Challenge 1: Print the lawn forum thread's wording from "When should I" up to and including "8-1-8 per 1000 sq ft.".
Challenge 2:
Answer these questions from the lawn forum thread:
(a) At what rate was tenacity applied last Saturday?
(b) How much 8-1-8 per 1000 sq ft does Squire515's soil test say to apply?
(c) How many days after seed down were the photos taken?

Excerpt provided:
___
Here are some photos I took 8 days after seed down, and about 3 days after germination. Compared to last night it looks like it grew a lot. However, there are some areas where is it growing very thin and not at all.

I applied tenacity at the 4oz/A rate last Saturday. Im not sure if I should give it another week and fill in the spots with some more seed and peat moss, wait to reseed in 30 days so that the tenacity wears off, or do nothing.


----------



## Squire515 (Jul 25, 2020)

Hey folks, I could use some input here.

I've had some great germination, but I definitely have a few veins from washout that need reseeding.

When should I start to fertilize based on the results of my soil test, and how often should I apply it? My soil test says to apply 6 lbs of 8-1-8 per 1000 sq ft.

Also, Should I minus off the N applied according Reno guide, which is .2 lbs per 1000 sq ft. ?

Thanks.


----------



## shadowlawnjutsu (Jun 9, 2020)

Squire515 said:


> Hey folks, I could use some input here.
___
Records:
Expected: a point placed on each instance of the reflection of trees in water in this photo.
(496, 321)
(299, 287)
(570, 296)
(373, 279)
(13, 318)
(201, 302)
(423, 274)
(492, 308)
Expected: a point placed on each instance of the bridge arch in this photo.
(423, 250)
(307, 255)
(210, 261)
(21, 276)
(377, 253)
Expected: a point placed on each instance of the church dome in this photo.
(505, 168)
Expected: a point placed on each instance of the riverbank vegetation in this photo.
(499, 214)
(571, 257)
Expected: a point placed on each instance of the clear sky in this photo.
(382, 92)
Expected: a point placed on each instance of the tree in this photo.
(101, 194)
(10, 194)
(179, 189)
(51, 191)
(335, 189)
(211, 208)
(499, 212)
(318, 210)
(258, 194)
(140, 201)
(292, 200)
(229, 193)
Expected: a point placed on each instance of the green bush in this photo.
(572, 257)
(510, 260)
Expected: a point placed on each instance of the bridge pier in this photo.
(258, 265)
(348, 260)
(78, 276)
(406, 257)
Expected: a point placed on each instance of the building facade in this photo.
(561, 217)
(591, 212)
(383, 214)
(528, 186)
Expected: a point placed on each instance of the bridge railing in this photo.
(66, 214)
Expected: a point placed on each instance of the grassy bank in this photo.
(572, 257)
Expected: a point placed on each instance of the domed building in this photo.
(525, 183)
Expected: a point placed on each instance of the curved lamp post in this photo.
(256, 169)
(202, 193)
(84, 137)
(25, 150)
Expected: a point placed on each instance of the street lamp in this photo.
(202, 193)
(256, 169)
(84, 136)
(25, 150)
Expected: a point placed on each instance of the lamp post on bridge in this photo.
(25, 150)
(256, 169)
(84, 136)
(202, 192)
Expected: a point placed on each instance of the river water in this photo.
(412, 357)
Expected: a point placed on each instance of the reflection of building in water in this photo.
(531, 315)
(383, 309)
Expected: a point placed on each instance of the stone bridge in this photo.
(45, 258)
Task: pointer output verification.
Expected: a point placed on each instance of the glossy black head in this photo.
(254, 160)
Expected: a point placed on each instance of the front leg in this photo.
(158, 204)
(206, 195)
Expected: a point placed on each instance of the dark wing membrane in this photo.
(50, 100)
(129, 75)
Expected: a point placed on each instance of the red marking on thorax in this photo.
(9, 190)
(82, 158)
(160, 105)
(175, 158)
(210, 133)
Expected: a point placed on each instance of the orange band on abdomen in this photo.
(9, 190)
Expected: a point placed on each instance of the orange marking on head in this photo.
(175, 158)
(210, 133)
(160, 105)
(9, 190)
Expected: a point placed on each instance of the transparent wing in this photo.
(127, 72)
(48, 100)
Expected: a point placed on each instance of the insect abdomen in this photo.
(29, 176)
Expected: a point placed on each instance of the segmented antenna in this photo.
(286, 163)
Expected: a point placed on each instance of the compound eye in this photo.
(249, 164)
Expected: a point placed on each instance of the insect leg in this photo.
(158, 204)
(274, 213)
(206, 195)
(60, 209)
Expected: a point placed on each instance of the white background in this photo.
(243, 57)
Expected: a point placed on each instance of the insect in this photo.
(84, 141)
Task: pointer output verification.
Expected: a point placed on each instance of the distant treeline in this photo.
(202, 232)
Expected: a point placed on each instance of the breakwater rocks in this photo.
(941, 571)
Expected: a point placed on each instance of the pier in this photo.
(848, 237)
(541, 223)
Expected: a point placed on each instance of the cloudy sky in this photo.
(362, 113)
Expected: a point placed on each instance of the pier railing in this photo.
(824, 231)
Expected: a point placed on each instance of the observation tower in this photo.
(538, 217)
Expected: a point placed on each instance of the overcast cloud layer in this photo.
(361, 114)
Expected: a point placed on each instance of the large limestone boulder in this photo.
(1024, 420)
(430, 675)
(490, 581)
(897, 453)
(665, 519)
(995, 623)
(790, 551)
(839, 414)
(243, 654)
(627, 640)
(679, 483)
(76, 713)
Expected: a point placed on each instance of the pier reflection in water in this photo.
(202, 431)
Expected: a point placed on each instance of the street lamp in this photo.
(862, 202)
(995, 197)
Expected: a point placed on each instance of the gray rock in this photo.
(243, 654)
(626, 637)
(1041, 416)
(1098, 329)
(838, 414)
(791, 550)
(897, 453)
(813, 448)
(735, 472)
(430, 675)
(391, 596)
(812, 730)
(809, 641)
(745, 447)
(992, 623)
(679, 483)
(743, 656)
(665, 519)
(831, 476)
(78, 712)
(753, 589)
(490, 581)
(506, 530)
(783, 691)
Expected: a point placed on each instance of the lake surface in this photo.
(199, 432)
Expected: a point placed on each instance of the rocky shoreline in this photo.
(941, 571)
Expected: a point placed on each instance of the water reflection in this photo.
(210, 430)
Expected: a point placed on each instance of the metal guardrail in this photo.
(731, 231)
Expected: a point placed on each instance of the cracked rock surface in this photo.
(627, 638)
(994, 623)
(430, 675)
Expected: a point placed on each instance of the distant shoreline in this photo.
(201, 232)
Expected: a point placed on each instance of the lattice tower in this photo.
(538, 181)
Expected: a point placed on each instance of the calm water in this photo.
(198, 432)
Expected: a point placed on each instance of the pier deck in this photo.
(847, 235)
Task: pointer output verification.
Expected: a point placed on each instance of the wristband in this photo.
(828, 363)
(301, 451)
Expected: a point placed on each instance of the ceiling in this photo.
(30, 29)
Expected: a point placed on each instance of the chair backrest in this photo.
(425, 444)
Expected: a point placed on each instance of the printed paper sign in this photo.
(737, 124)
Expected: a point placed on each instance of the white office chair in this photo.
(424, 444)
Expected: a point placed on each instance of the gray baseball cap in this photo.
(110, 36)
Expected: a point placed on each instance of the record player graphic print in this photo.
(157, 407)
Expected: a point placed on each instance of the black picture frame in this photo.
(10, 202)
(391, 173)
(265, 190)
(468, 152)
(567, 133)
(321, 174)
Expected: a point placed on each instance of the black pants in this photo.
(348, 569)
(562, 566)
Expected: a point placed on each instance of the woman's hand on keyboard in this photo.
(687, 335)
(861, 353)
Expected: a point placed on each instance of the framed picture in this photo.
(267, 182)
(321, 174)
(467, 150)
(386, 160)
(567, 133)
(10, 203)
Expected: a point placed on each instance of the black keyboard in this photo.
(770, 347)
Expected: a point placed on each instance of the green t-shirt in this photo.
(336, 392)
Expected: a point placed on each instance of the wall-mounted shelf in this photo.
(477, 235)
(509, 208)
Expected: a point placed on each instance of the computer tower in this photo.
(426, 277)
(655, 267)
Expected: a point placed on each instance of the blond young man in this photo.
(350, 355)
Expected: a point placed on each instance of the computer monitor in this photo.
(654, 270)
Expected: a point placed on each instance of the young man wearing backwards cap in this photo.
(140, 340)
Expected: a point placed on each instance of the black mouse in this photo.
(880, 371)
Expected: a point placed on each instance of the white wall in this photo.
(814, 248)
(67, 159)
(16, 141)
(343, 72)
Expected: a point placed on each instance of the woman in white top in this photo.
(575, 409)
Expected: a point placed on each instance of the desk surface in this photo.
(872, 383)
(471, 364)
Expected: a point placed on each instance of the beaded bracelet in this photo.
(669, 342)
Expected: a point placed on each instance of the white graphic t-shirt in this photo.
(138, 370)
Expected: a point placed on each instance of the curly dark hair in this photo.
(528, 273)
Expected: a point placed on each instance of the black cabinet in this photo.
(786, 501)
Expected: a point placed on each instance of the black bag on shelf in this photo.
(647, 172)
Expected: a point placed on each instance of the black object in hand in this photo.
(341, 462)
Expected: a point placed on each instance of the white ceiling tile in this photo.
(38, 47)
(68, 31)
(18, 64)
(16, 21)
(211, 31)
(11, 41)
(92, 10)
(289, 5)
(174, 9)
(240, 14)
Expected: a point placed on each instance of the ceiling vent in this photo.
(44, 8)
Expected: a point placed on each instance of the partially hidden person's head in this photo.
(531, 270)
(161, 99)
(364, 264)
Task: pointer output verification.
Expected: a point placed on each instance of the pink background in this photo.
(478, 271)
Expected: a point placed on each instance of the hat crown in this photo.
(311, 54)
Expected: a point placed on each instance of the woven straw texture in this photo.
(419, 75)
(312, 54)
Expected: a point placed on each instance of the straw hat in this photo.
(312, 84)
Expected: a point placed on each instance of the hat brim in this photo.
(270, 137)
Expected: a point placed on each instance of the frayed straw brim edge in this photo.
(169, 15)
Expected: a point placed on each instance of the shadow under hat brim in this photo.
___
Written solution 1:
When should I start to fertilize based on the results of my soil test, and how often should I apply it? My soil test says to apply 6 lbs of 8-1-8 per 1000 sq ft.

Written solution 2:
(a) 4oz/A
(b) 6 lbs
(c) 8 days